Referring expression data:

>>>>>

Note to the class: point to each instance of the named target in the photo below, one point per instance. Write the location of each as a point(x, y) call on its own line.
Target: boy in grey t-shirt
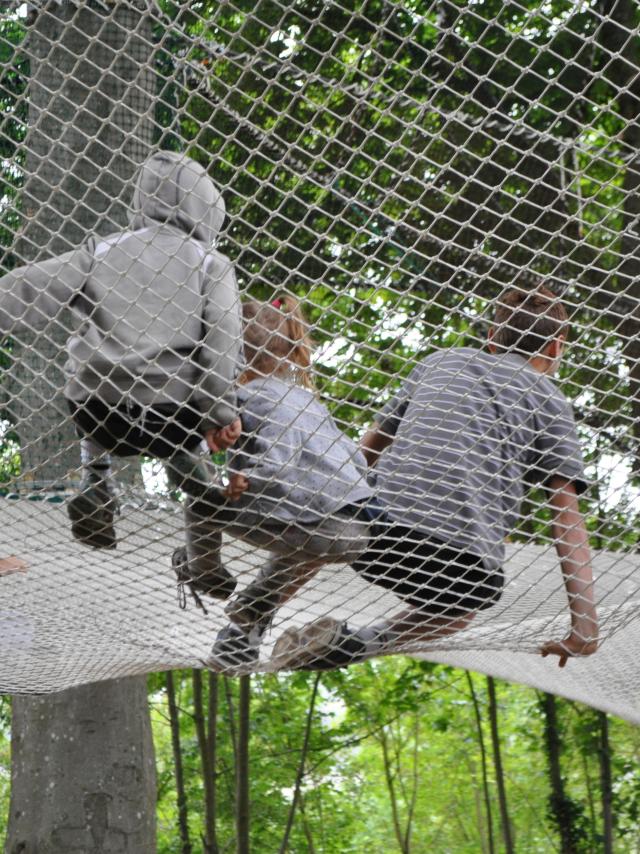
point(467, 434)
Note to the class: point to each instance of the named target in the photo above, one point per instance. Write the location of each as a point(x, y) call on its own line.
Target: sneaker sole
point(90, 524)
point(221, 587)
point(299, 647)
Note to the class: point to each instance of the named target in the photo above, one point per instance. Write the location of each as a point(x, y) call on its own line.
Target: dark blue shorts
point(429, 575)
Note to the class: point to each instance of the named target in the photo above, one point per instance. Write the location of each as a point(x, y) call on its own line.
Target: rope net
point(192, 193)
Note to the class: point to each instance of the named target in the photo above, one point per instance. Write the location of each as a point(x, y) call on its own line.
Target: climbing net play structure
point(395, 167)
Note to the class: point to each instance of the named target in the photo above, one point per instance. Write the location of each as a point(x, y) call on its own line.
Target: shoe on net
point(218, 583)
point(235, 650)
point(325, 644)
point(253, 607)
point(92, 513)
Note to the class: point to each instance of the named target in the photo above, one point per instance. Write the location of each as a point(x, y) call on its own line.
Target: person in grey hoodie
point(153, 357)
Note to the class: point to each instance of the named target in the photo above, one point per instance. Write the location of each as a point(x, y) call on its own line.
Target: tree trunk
point(483, 758)
point(242, 767)
point(82, 760)
point(560, 806)
point(606, 789)
point(284, 846)
point(82, 773)
point(497, 764)
point(206, 732)
point(181, 795)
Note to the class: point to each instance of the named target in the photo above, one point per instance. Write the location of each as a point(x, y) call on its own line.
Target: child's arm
point(220, 352)
point(224, 437)
point(373, 443)
point(572, 547)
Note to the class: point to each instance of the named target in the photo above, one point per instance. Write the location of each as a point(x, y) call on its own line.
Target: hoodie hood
point(173, 188)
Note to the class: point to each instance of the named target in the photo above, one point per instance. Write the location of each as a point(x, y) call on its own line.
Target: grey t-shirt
point(472, 431)
point(300, 466)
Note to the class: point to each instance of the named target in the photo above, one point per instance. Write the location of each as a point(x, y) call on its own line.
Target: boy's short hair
point(526, 320)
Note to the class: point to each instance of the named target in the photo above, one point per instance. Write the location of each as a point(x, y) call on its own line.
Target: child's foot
point(11, 564)
point(235, 650)
point(253, 608)
point(92, 512)
point(217, 583)
point(322, 645)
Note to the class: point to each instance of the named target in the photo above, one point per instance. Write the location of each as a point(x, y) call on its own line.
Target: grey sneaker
point(322, 645)
point(92, 512)
point(218, 583)
point(235, 650)
point(253, 607)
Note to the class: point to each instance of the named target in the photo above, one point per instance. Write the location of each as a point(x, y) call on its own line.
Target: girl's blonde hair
point(277, 340)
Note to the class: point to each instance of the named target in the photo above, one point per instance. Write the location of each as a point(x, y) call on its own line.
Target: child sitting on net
point(295, 481)
point(455, 450)
point(153, 360)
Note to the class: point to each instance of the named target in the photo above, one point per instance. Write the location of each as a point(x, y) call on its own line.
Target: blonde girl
point(296, 482)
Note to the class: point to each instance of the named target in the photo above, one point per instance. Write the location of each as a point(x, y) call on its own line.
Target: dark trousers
point(129, 430)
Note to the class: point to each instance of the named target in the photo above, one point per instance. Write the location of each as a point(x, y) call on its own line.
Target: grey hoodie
point(157, 308)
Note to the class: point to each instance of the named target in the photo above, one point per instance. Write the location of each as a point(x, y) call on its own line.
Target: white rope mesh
point(395, 168)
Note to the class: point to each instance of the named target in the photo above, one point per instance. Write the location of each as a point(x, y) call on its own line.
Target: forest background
point(395, 165)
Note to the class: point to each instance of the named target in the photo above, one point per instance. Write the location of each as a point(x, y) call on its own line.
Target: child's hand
point(223, 437)
point(238, 484)
point(572, 646)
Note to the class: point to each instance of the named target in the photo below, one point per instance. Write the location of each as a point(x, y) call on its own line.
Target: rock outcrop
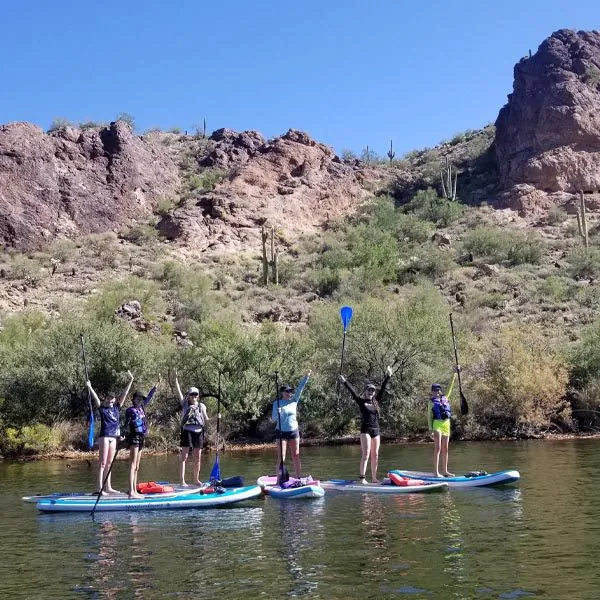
point(74, 182)
point(290, 182)
point(548, 134)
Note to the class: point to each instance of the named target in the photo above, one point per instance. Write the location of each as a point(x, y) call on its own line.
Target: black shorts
point(191, 439)
point(372, 431)
point(135, 440)
point(287, 435)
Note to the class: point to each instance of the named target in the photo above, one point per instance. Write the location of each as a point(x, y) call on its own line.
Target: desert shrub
point(427, 205)
point(521, 380)
point(556, 215)
point(114, 293)
point(584, 263)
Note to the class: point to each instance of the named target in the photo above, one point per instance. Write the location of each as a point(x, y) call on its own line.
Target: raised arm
point(349, 388)
point(126, 391)
point(93, 393)
point(301, 384)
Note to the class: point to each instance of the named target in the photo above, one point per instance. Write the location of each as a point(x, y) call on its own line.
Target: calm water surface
point(539, 539)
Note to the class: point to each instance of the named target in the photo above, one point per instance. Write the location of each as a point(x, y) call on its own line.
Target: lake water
point(536, 539)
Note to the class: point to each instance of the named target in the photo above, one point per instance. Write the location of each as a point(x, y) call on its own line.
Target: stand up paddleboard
point(206, 497)
point(297, 489)
point(386, 487)
point(469, 480)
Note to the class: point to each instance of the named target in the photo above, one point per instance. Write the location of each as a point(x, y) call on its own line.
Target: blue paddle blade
point(215, 474)
point(91, 432)
point(345, 315)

<<<<<

DIRECTIONS »
Write the entries above out again exactly, but not the pictures.

RESULT FOR THIS EXERCISE »
Note to the class: point to each instance of the named target in the photo below, one point per instance. Write the location of each as a point(x, y) call on its own line.
Target: boy in grey t-shirt
point(467, 434)
Note to the class: point to each instance of the named target in the photo above, one point per instance. Write the location of each as a point(x, y) call on its own line.
Target: sneaker sole
point(90, 524)
point(221, 587)
point(299, 647)
Note to the class: point to each instance of the named target in the photo above, one point per instance. Write the location of each as a point(x, y) call on its own line.
Target: dark blue shorts
point(429, 575)
Note to the class: point to each instance of the named target in the photo above, one point per instance. Write the location of each as a point(x, y) call on its own line.
Target: rope net
point(192, 193)
Note to the class: point to each instance of the named target in the photo above, one point per instance. Write the location of each as a point(x, y) call on its own line.
Target: climbing net play structure
point(395, 167)
Note to the class: point to each instance of the named target in the photo above, one point per instance. Write the location of each as a point(x, y) call on its own line.
Target: shoe on net
point(218, 583)
point(235, 650)
point(325, 644)
point(253, 607)
point(92, 513)
Note to the class: point to each instance of the named target in the photo above, one point per instance. Write the location of each as a point(x, y) call on its own line.
Target: person in grey hoodie
point(153, 357)
Note to the class: point to each instance of the named target in the photo above, one point per instance. Write the location of each as a point(x, y) call on its own line.
Target: tree trunk
point(483, 758)
point(242, 767)
point(82, 760)
point(560, 806)
point(606, 789)
point(284, 846)
point(82, 773)
point(497, 764)
point(206, 732)
point(181, 795)
Note to the class: point to each instance of the named target in the photo above, one point per instance. Write the location of each as a point(x, y) call on its own line.
Target: child's arm
point(220, 352)
point(224, 437)
point(373, 443)
point(572, 547)
Note to the class: point to each instance of the named target in the photo above, one point per instance. Write the location of each as a point(x, y) call on its own line.
Target: hoodie hood
point(173, 188)
Note to the class: point to each instance of the named target in the photo above, one point per instance. Write the location of each as a point(x, y) call on its own line.
Target: grey t-shirt
point(472, 431)
point(300, 466)
Note to the class: point to each instance of the named target in the photo above, one point per instance. Write the location of each as a point(x, y) call on its own line.
Target: boy's short hair
point(526, 320)
Note to the class: point to each instance of the named target in the photo above, one point per instance. Write the location of each as a point(x, y) call on its own line.
Target: child's foot
point(11, 564)
point(235, 650)
point(253, 608)
point(92, 512)
point(217, 583)
point(322, 645)
Note to the class: point to each instance of the named target in the photo above, one point per instance. Write the location of each as a point(x, y) call on its own line.
Target: grey sneaker
point(322, 645)
point(92, 512)
point(218, 583)
point(235, 650)
point(253, 607)
Note to the class: point to each instance of the named target in the photo above, one point per instance. Write the location of each as a point(x, y) call on its own line.
Target: girl's blonde hair
point(277, 340)
Note to the class: point to each instance of the named target in the photo above, one point per instance. Write the location of each as a point(x, y) call on its own line.
Target: child sitting on net
point(295, 481)
point(455, 450)
point(153, 360)
Note to the class: point to each instance of the named target in the photo above, one point per instance. Write the location of each as a point(x, y) call on its own line.
Target: blonde girl
point(296, 482)
Note to the class: point to each instance of the named target in the photo above, one point per instance. Write the location of each as a point(x, y) call on its own line.
Target: dark trousers
point(129, 430)
Note to the class: point to each instance of the named target in the photo above, one point per instance. Write the location of each as a point(x, y) call on its own line.
Target: grey hoodie
point(157, 308)
Note to the class: point to each instance of the named target in the photo above, one point per instance. Write the location of each as a point(x, y) call on its own line.
Target: white rope mesh
point(395, 168)
Note to the class: point to each instance of the named target in the photo above, one point per instance. Write the location of each as a point(x, y) call on its own line.
Target: forest background
point(395, 165)
Note to the class: point to each instance of the named target in the photo above, one point per instance. Write the location of each as a point(x, y) call on its own line.
Target: child's hand
point(223, 437)
point(238, 484)
point(572, 646)
Note to the class: point to each instance of the named target in the photo below, one point per instance. Write the location of each as a point(x, y) call on its own line.
Target: rock outcrop
point(74, 182)
point(290, 182)
point(548, 134)
Note to the class: point to each instance of the named target in the photo above, one point per instance. Write the location of each as a point(x, y) call on its own line.
Target: black shorts
point(191, 439)
point(372, 431)
point(135, 440)
point(287, 435)
Note to the class: point to each instance of the named target in the photo above, one point per instance. Write the location of each as a point(x, y) call on its own line.
Target: desert shrub
point(427, 205)
point(521, 380)
point(556, 215)
point(114, 293)
point(584, 263)
Note to the class: point to each instance of the named target in the photo above, one point per instance. Write the location of each as a point(x, y) call on its own line.
Target: raised arm
point(349, 388)
point(126, 391)
point(93, 393)
point(301, 384)
Note to the class: point to each instance of the named target in the photo above, one point per instance. Write the location of each as a point(x, y) call on its own line.
Target: calm water surface
point(539, 539)
Note to the class: point to each instance of the named target in the photo above, one point per instance. Write the location of each as a point(x, y) call on its own line.
Target: lake water
point(536, 539)
Note to the class: point to each instance of the named target in the photo above, one point per instance. Write the location of each as a point(x, y) call on its own line.
Target: stand up paddleboard
point(206, 497)
point(297, 489)
point(386, 487)
point(469, 480)
Note to the class: point to each instance of the named target in the photo above, one point per instance. Write the location of each as a point(x, y) call on its own line.
Target: blue paddle blade
point(215, 474)
point(91, 432)
point(345, 315)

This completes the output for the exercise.